Given problem. Copy out all of the data below with no alterations.

Records from a collection:
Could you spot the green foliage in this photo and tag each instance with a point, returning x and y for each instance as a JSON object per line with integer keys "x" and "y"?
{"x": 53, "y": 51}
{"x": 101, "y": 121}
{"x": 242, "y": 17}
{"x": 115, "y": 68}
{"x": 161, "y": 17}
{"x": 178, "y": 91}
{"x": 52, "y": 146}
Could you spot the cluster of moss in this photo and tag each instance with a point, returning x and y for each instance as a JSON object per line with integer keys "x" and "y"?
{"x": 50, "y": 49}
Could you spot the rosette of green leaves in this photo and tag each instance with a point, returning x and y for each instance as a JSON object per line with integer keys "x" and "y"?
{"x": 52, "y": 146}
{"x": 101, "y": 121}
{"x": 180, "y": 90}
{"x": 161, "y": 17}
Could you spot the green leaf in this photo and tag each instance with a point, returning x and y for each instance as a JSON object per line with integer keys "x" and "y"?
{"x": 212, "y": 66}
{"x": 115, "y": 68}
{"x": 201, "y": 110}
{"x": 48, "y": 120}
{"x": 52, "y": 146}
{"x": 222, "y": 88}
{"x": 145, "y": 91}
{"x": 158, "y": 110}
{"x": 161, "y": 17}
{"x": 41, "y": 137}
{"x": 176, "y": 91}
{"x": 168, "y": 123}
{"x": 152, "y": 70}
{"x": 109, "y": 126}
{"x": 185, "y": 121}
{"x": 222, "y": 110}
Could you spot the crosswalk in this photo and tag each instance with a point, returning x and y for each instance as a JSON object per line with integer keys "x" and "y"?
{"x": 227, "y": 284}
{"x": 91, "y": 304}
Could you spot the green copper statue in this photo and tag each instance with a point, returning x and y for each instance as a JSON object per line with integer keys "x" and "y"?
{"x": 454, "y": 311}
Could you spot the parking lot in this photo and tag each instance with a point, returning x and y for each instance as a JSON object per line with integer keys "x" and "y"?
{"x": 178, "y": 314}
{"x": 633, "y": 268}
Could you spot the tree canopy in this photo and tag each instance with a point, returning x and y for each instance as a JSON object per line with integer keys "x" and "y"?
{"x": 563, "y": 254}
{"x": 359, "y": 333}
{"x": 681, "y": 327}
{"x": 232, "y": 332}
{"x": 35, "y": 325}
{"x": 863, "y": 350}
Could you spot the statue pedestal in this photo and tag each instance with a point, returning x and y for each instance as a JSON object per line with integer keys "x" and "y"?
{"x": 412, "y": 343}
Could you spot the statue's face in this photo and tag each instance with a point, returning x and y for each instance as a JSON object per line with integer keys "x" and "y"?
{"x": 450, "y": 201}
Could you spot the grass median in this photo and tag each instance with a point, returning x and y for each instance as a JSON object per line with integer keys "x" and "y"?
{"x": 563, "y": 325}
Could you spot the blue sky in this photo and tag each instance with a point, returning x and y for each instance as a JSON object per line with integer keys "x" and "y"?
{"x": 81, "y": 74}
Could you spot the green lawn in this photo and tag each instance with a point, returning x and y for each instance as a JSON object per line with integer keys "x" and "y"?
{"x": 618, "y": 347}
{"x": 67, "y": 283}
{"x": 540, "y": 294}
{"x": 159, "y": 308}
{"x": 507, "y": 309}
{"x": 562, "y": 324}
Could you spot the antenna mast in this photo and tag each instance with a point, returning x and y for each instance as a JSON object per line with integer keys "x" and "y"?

Task response.
Could you spot the green foliage in this photo and tag each instance with a point, returning x and y for each instance as a JSON object per line with integer keys "x" and "y"?
{"x": 53, "y": 51}
{"x": 101, "y": 121}
{"x": 242, "y": 17}
{"x": 115, "y": 68}
{"x": 161, "y": 17}
{"x": 178, "y": 91}
{"x": 52, "y": 146}
Could you spot the cluster of moss in this photo and tag each instance with a point, returning x and y for each instance as a JSON object per line with integer keys "x" and "y"?
{"x": 50, "y": 49}
Could you spot the rosette of green leaves in this photo and tag each instance with a point, returning x and y for each instance as a JSON object per line with integer keys "x" and "y"?
{"x": 52, "y": 146}
{"x": 101, "y": 121}
{"x": 180, "y": 90}
{"x": 161, "y": 17}
Could you spot the green leaf in this photo and tag each instance with a point, returning x and y for each instance as a JSON object per line with integer keys "x" and "y"?
{"x": 212, "y": 66}
{"x": 115, "y": 68}
{"x": 201, "y": 110}
{"x": 48, "y": 120}
{"x": 52, "y": 146}
{"x": 222, "y": 88}
{"x": 145, "y": 91}
{"x": 158, "y": 110}
{"x": 161, "y": 17}
{"x": 41, "y": 137}
{"x": 176, "y": 91}
{"x": 168, "y": 123}
{"x": 152, "y": 70}
{"x": 109, "y": 126}
{"x": 185, "y": 121}
{"x": 222, "y": 110}
Could you spot the crosswalk in this photo and tag each instance with a point, returning x and y for each instance as a JSON object per line with integer keys "x" and "y"?
{"x": 227, "y": 284}
{"x": 91, "y": 304}
Could you spot the green copper statue in this photo and tag each instance with a point, returning x and y for each instance as a JSON object per line with integer keys "x" and "y"?
{"x": 454, "y": 311}
Could you spot the parking lot in this photo and tag each instance with a point, returning x and y for each instance as a JSON object per line with integer keys "x" and "y"?
{"x": 178, "y": 314}
{"x": 633, "y": 268}
Could you spot the tree canopy in this photo and tag each instance with a point, returning x and y for each instance as a JSON object per line with integer keys "x" and "y"?
{"x": 563, "y": 254}
{"x": 359, "y": 333}
{"x": 681, "y": 327}
{"x": 232, "y": 332}
{"x": 35, "y": 325}
{"x": 863, "y": 350}
Could you spot the statue pedestal in this photo and tag each instance with a point, returning x and y for each instance as a JSON object per line with integer keys "x" and "y"?
{"x": 412, "y": 343}
Could you spot the statue's face in this photo and tag each instance with a point, returning x and y for each instance as a JSON object per line with integer keys "x" and "y"?
{"x": 450, "y": 201}
Could you spot the grass median in this photo and tag each instance with a point, returning x and y for each instance as a JSON object per line with integer keys "x" and "y"?
{"x": 563, "y": 325}
Could you spot the blue sky in this photo and tag each instance with a point, returning x and y for each instance as a JSON object per line with integer keys "x" and "y"?
{"x": 81, "y": 74}
Could you spot the green lawn in this photo and tag each instance with a point, returning x and y for each instance as a JSON object per line with integer keys "x" and "y"?
{"x": 618, "y": 347}
{"x": 67, "y": 283}
{"x": 540, "y": 294}
{"x": 159, "y": 308}
{"x": 507, "y": 309}
{"x": 562, "y": 324}
Could you spot the antenna mast in this photo and tag each instance with a point, returning x and y for each instance as a JSON object per line with integer keys "x" and "y"?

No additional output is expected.